SHORT EXERCISE 1 = Please translate this sentence from the Book of Hours text into Spanish: "The Hush House has a long history and not all of it is pleasant."
SHORT EXERCISE 2 = Write out the part of the Book of Hours text starting with "Before you post" and going on through "it out yourself.", word for word.

TEXT =
--- start ---
Before you post about the game please consider spoilers very carefully! Games of this ilk are all about the thrill of discovery and the smug satisfaction of figuring it out yourself.
In Book of Hours, you take on the role of a Librarian in charge of a huge occult library. But it's not all cobwebs and fine print: you'll need to carefully rebuild the library room by room, re-discovering its secrets, treasures and dangers. The Hush House has a long history and not all of it is pleasant.
I'm going to talk about the game in two ways: one for the uninitiated who haven't played its predecessor, Cultist Simulator. And another for the Knows.
For Neophytes:Book of Hours is a chillaxed real-time point and click narrative-based game. It's part life-sim, part puzzle game and 94.3% reading. While it does have some rather charming graphics and plays in real-time with a pause button, the meat of the game is all text, prose and fact-finding. Its themes are heavily based in the occult, even down to how the game presents information to you. While Books of Hours does a better job explaining HOW to do things to you than its predecessor, the WHO, WHAT, WHEN, WHERE and perhaps most insidiously, the WHY are left to you to figure out. Information is presented largely out of context and it's up to the player to take it all in and synthesize an understanding out of it. For those with a scholarly bent and a knack for lateral thinking Book of Hours is cornucopia of stories, history, inference, supposition, intuition, experimentation, revelation and discovery.
--- end ---
STORED ROWS =
--- start ---
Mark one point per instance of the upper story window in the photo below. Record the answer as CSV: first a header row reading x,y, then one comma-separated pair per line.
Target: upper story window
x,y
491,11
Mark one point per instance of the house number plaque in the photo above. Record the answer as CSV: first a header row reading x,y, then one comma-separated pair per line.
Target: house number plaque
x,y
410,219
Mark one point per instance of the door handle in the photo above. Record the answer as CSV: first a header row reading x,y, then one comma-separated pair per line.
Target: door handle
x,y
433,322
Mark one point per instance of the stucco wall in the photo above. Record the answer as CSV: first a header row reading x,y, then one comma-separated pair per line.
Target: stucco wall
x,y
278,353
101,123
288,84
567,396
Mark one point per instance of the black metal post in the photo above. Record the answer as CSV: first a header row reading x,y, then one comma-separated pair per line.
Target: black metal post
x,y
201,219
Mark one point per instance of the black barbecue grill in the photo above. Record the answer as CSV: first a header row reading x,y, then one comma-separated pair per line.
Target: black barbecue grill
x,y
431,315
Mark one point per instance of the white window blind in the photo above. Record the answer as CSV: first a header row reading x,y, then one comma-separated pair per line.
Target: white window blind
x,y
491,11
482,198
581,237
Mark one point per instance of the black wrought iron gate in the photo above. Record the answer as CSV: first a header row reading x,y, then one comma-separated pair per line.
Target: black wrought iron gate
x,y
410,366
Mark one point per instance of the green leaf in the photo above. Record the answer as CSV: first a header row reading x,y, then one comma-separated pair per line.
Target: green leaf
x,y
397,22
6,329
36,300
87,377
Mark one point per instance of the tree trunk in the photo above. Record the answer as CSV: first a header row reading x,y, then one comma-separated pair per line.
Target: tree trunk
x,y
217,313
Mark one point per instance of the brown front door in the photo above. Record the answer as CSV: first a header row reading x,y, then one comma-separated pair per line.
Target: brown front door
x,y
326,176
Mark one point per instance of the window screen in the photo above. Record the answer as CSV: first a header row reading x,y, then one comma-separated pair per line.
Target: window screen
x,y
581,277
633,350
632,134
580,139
--- end ---
CORRECT RESULT 1 = Hush House tiene una larga historia, y no toda es agradable.

CORRECT RESULT 2 =
Before you post about the game please consider spoilers very carefully! Games of this ilk are all about the thrill of discovery and the smug satisfaction of figuring it out yourself.